* _Dataset content_:
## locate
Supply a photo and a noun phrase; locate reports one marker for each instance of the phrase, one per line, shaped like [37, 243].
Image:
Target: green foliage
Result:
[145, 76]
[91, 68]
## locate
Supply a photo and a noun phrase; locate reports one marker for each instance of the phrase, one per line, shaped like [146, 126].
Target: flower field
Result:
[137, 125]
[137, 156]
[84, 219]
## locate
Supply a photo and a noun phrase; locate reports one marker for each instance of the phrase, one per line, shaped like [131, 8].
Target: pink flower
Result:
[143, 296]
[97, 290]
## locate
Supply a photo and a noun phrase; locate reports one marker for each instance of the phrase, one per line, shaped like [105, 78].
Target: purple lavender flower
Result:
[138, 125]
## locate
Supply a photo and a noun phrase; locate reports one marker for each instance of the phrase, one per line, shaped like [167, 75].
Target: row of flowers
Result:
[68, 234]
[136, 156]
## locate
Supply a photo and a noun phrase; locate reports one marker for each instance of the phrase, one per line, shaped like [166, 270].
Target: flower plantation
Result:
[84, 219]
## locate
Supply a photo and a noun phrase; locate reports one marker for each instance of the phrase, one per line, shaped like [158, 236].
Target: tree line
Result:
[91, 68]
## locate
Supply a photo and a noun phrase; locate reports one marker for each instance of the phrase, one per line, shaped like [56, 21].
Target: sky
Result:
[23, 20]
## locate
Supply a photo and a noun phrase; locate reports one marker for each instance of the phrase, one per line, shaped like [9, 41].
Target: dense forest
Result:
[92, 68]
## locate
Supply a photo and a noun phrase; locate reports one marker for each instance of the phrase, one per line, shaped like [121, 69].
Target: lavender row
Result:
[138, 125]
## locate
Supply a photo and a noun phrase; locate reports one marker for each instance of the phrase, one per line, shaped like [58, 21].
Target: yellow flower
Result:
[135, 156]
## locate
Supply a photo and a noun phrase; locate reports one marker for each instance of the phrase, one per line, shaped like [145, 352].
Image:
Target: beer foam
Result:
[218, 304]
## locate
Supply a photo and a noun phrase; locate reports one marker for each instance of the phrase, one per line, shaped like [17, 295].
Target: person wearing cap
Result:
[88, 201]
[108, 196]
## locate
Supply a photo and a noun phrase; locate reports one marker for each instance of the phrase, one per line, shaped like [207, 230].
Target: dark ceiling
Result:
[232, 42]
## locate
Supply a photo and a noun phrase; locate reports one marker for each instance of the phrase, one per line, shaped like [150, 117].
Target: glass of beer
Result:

* _Work instruction_:
After locating the line with "Target: green foliage" in the material above, return it and each line after it exactly, ending at the line with "Target: person wearing cap".

* _Solution for this exercise_:
Target: green foliage
Result:
[145, 76]
[91, 68]
## locate
Supply a photo and a noun phrase; locate reports one marker for each instance of the phrase, one per line, shaped like [146, 126].
Target: flower field
Result:
[137, 125]
[137, 156]
[84, 219]
## locate
Supply a photo and a noun phrase; locate reports one marker for each instance of the phrase, one per line, shaped like [131, 8].
Target: pink flower
Result:
[143, 296]
[97, 290]
## locate
Supply a photo and a noun phrase; locate reports one marker for each instance of the phrase, one per line, shaped like [105, 78].
Target: purple lavender flower
Result:
[138, 125]
## locate
Supply a photo and a noun phrase; locate reports one marker for each instance of the phrase, one per line, shaped like [167, 75].
Target: row of flowers
Result:
[68, 234]
[136, 156]
## locate
Supply a photo and a noun phrase; locate reports one marker for each instance of the phrase, one per line, shaped like [166, 270].
Target: flower plantation
Result:
[84, 219]
## locate
Supply a photo and a noun phrase; locate reports one marker for each instance of the phrase, one per line, shaped like [158, 236].
Target: tree line
Result:
[91, 68]
## locate
Supply a photo and a noun phrase; locate reports one marker for each instance of the phrase, one per line, shaped like [56, 21].
Target: sky
Result:
[23, 20]
## locate
Supply a photo and a noun phrase; locate reports one marker for each instance of the phrase, one per line, shaped like [9, 41].
Target: dense forest
Result:
[92, 68]
## locate
Supply a photo and a noun phrase; locate reports one marker for each instance of the phrase, one per line, shaped like [121, 69].
Target: lavender row
Result:
[138, 125]
## locate
Supply a photo and a noun phrase; locate reports one marker for each instance of the phrase, one per line, shaped like [58, 21].
Target: yellow flower
Result:
[135, 156]
## locate
Supply a photo and a noun phrase; locate reports one marker for each instance of the phrase, one per line, shaped like [145, 352].
Image:
Target: beer foam
Result:
[218, 304]
## locate
Supply a photo and a noun phrase; locate reports one marker for each instance of the phrase, one per line, shaped like [17, 295].
Target: person wearing cap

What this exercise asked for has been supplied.